コアAPI¶

この節は、ScrapyコアAPIについて説明します。これは、拡張機能とミドルウェアの開発者を対象としています。

クローラーAPI¶

Scrapy APIの主要なエントリポイントは、 from_crawler クラス・メソッドを通じて拡張機能に渡される Crawler オブジェクトです。このオブジェクトは、すべてのScrapyコア・コンポーネントへのアクセスを提供し、拡張機能がそれらにアクセスし、その機能をScrapyにフックする唯一の方法です。

拡張機能マネージャーは、インストールされた拡張機能を読み込んで追跡する責任があり、利用可能な全ての拡張機能の辞書と、ダウンローダー・ミドルウェアの構成(configure) 方法と類似した順序を含む EXTENSIONS 設定で構成(configure)されます。

class scrapy.crawler.Crawler(spidercls, settings)[ソース]¶

Crawlerオブジェクトは、 scrapy.spiders.Spider のサブクラスと scrapy.settings.Settings オブジェクトでインスタンス化する必要があります。

settings¶

このクローラーの設定マネージャ

これは、拡張機能とミドルウェアがこのクローラーのScrapy設定にアクセスするために使用します。

Scrapy設定の概要については、設定を参照してください。

APIについては、 Settings クラスを参照してください。

signals¶

このクローラーのシグナル・マネージャ

これは、拡張機能およびミドルウェアがScrapy機能にフックするために使用されます。

シグナルの概要については、シグナルを参照してください。

APIについては、 SignalManager クラスを参照してください。

stats¶

このクローラーの統計収集器

これは拡張機能とミドルウェアから使用され、その動作の統計を記録したり、他の拡張機能によって収集された統計にアクセスしたりします。

統計収集器の概要は統計をとるを参照下さい。

APIについては StatsCollector クラス参照。

extensions¶

有効な拡張機能を追跡(track)する拡張機能マネージャ

ほとんどの拡張機能は、この属性にアクセスする必要はありません。

拡張機能の紹介と、Scrapyで利用可能な拡張機能のリストについては、拡張機能を参照してください。

engine¶

スケジューラ、ダウンローダー、スパイダーの間のコア・クロール・ロジックを調整する実行エンジン。
════════
(演習)
上のScrapyコアAPIの文章から、「class scrapy.crawler.Crawler(spidercls, settings)[ソース]¶」で始まり「Scrapy設定の概要については、設定を参照してください。」までの部分を一字一句変えずに書き写してください。
════════
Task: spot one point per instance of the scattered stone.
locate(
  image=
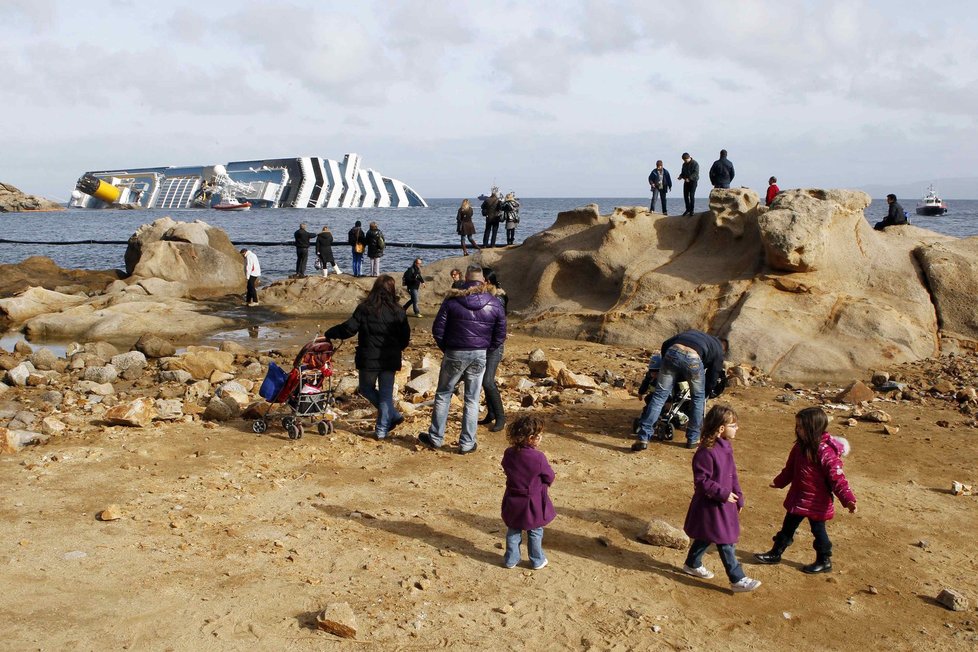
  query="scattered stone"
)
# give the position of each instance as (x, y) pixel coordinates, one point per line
(110, 513)
(138, 413)
(154, 347)
(660, 533)
(953, 600)
(855, 392)
(338, 619)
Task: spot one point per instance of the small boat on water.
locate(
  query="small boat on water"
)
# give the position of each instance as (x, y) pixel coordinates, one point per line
(232, 205)
(931, 204)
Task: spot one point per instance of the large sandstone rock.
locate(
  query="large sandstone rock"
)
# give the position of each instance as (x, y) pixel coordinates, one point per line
(805, 289)
(197, 256)
(13, 200)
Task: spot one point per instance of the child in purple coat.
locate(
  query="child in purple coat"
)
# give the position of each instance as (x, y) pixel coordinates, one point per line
(526, 505)
(714, 512)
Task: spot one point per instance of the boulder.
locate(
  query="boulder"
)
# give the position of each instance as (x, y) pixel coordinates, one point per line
(196, 255)
(660, 533)
(154, 347)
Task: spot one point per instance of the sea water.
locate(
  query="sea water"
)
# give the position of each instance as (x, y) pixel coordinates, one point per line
(432, 225)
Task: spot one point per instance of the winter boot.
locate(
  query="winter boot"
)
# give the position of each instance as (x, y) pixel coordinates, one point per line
(773, 556)
(823, 564)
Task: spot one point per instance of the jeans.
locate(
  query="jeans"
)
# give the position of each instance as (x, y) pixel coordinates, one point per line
(493, 400)
(469, 366)
(689, 195)
(661, 193)
(728, 557)
(534, 546)
(492, 229)
(252, 295)
(378, 388)
(822, 543)
(413, 301)
(677, 365)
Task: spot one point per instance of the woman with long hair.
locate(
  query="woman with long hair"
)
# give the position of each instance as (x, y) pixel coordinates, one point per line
(382, 333)
(464, 225)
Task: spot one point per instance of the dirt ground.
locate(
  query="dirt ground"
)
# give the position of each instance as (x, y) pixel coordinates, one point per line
(234, 541)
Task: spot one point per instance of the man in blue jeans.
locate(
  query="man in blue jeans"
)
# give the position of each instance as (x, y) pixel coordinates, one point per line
(697, 358)
(471, 319)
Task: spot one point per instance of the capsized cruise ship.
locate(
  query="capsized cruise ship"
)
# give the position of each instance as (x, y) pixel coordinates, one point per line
(303, 182)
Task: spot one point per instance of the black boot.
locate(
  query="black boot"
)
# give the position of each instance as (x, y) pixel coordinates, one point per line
(773, 556)
(823, 564)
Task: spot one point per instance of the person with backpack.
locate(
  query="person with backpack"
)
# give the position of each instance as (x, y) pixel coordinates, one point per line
(413, 280)
(375, 247)
(510, 210)
(358, 244)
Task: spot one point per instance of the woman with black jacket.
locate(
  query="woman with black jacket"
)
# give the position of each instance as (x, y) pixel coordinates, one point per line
(382, 333)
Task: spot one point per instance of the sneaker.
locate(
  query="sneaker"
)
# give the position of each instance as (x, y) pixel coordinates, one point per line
(699, 571)
(744, 585)
(425, 440)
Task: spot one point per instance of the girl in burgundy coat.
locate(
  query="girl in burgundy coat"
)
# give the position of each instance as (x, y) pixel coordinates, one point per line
(814, 471)
(714, 511)
(526, 505)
════════
(解答)
class scrapy.crawler.Crawler(spidercls, settings)[ソース]¶

Crawlerオブジェクトは、 scrapy.spiders.Spider のサブクラスと scrapy.settings.Settings オブジェクトでインスタンス化する必要があります。

settings¶

このクローラーの設定マネージャ

これは、拡張機能とミドルウェアがこのクローラーのScrapy設定にアクセスするために使用します。

Scrapy設定の概要については、設定を参照してください。